WHAT YOU NEED TO DO
#1 List the five Oscars that American Beauty won, according to the Academy Awards excerpt.
#2 According to the Academy Awards excerpt, who won Best Supporting Actor for The Cider House Rules?

It was the first non-historical epic (or
non-period film) to win the top honor since Silence
of the Lambs (1991). Its five Oscars included Best
Picture, Best Director, Best Actor, Best Cinematography (Conrad
L. Hall with his second Oscar following a previous win
for Butch Cassidy and the Sundance Kid
(1969)) and Best Original Screenplay (Alan Ball).
This was the fourth instance (in the past
five years) that the Best Picture-winning film was based on
an original screenplay. American Beauty lost
its three nominations for Best Actress, Best Film Editing,
and Best Original Score (Thomas Newman). Hilary Swank's win
as Best Actress for Boys Don't Cry (over Annette Bening)
kept American Beauty from sweeping the 'Big Five' honors.
The first of the other heavily-nominated Best
Picture nominees (below) was the only one that won Oscars:
- director Lasse Hallstrom's and Miramax's coming
of age story The Cider House Rules (with seven nominations
and two wins), set within a New England orphanage/abortion
clinic, with two Oscars, Best Adapted Screenplay (by John
Irving for his own 1985 novel) and Best Supporting Actor
(Michael Caine). Its other nominations included Best Picture,
Best Director, Best Score, Best Film Editing and Best Art
Direction
- director Michael Mann's scathing and compelling The
Insider (with seven nominations and no wins), a serious,
based-on-a-true-story film about tobacco-industry controversies
(Best Picture, Best Actor (Russell Crowe), Best Director,
Best Adapted Screenplay, Best Cinematography, Best Film
Editing and Best Sound)

RAW DATA
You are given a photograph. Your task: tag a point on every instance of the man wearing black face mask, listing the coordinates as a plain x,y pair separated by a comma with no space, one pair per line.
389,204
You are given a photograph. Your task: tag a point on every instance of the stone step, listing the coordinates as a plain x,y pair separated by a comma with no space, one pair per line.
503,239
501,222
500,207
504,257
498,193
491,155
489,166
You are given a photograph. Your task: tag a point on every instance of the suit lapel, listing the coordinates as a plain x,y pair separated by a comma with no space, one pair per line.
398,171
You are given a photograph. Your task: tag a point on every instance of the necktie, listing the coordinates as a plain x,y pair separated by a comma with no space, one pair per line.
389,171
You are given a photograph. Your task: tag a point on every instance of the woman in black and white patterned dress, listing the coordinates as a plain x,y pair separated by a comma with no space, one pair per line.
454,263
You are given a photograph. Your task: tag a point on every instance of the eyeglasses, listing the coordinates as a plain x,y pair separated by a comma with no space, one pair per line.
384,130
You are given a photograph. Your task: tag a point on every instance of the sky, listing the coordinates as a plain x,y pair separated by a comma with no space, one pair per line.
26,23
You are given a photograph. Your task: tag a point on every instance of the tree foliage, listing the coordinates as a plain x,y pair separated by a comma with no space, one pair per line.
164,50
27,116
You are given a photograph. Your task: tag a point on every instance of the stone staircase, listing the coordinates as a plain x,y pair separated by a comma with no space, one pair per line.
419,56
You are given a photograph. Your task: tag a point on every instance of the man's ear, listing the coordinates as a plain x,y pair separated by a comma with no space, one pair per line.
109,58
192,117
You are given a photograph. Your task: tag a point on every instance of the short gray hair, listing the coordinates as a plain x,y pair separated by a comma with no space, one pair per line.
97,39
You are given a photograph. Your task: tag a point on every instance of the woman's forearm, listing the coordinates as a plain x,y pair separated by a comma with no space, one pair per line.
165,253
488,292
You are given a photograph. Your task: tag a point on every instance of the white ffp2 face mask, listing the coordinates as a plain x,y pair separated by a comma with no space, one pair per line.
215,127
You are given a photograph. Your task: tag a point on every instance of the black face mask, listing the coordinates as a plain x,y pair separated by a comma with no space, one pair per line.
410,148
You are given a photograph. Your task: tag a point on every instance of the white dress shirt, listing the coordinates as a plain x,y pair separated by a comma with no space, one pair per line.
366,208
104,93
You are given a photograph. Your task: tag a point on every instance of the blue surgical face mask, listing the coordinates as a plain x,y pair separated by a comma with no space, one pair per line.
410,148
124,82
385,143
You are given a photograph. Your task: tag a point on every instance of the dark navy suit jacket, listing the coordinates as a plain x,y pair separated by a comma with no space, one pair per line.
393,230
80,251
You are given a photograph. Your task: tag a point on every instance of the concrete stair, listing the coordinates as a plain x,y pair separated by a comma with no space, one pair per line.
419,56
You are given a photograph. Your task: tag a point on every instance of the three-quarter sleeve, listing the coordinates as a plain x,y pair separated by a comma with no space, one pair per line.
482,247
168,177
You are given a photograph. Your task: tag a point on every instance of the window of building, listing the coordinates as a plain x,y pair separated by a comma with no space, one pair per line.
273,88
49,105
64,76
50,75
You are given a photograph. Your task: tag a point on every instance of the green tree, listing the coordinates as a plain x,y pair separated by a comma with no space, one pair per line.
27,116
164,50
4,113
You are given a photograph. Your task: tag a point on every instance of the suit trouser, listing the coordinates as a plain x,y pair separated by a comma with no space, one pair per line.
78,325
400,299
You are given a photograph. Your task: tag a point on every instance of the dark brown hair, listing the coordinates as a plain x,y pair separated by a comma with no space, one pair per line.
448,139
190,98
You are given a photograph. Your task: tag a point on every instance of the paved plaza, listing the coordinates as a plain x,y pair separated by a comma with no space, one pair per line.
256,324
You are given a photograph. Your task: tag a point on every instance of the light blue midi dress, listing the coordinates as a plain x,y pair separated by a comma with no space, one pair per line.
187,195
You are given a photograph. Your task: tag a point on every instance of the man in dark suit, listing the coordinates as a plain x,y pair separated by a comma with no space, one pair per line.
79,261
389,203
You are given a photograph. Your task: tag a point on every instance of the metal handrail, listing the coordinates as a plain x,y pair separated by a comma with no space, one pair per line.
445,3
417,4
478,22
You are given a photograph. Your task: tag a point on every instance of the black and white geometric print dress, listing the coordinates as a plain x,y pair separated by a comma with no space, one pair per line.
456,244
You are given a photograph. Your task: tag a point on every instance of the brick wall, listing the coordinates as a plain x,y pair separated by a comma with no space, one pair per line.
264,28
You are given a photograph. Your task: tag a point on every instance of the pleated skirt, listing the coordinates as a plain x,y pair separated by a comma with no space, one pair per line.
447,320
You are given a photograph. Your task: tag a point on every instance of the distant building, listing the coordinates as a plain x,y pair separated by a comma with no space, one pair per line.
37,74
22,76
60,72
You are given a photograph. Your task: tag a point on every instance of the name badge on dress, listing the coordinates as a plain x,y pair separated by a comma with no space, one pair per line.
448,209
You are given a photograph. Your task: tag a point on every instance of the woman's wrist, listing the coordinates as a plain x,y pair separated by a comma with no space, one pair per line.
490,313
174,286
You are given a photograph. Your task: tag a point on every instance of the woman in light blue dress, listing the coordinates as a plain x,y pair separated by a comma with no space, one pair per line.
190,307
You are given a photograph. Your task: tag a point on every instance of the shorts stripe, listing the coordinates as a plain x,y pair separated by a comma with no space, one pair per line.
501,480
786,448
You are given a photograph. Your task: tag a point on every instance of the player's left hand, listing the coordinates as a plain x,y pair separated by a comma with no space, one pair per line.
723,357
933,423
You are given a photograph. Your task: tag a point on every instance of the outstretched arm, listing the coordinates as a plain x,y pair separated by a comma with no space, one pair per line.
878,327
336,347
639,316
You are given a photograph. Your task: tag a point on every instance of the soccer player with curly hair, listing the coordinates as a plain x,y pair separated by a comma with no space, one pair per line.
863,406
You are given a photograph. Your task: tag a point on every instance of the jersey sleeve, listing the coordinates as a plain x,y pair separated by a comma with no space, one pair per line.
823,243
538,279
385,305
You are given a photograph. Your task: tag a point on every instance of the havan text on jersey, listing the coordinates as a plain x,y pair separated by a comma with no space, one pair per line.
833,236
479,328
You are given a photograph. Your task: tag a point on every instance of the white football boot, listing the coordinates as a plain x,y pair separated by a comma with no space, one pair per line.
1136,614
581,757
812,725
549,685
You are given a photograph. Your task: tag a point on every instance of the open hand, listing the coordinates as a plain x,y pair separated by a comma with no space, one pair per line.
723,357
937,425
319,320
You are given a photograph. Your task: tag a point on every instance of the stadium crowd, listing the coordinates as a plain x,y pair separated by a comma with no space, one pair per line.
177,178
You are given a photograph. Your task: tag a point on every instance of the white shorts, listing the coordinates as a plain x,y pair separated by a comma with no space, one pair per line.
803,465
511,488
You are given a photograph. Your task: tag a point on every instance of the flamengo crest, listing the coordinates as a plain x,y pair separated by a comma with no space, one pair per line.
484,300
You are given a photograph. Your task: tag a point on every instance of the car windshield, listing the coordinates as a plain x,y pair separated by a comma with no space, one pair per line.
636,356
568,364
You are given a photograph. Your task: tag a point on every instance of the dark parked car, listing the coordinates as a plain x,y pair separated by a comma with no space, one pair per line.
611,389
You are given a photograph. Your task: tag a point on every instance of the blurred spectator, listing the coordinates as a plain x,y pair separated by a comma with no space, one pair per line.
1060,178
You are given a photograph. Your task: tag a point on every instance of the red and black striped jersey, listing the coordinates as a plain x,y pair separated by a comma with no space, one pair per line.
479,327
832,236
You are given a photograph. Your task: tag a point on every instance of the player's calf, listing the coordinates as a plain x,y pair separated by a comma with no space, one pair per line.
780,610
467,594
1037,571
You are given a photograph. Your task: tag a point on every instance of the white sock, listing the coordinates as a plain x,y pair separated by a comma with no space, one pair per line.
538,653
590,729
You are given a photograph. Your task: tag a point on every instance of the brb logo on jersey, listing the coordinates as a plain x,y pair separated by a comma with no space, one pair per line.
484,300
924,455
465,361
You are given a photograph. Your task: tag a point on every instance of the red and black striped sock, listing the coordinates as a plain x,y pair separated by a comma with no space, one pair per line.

RESULTS BY TASK
#1 Best Picture, Best Director, Best Actor, Best Cinematography, and Best Original Screenplay.

#2 Michael Caine